[DO THIS]
Report each line in the listing below that contains the word "Mark".

[Segmentation dataset records]
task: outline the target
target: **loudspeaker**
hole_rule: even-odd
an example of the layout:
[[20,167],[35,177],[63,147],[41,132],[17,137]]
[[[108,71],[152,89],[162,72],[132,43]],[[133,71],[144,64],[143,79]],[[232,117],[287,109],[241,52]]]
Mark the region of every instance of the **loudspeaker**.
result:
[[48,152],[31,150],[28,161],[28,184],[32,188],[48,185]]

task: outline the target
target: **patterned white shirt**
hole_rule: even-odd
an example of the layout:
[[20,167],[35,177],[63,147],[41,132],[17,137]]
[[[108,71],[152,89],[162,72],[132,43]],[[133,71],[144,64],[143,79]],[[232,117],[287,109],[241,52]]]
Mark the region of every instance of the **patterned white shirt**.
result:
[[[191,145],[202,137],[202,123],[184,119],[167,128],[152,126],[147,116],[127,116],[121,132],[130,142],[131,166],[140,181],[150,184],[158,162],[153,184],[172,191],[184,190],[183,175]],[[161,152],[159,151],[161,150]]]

[ANSWER TO THE EXERCISE]
Mark the region of every instance of the **loudspeaker**.
Mark the region of every instance of the **patterned white shirt**.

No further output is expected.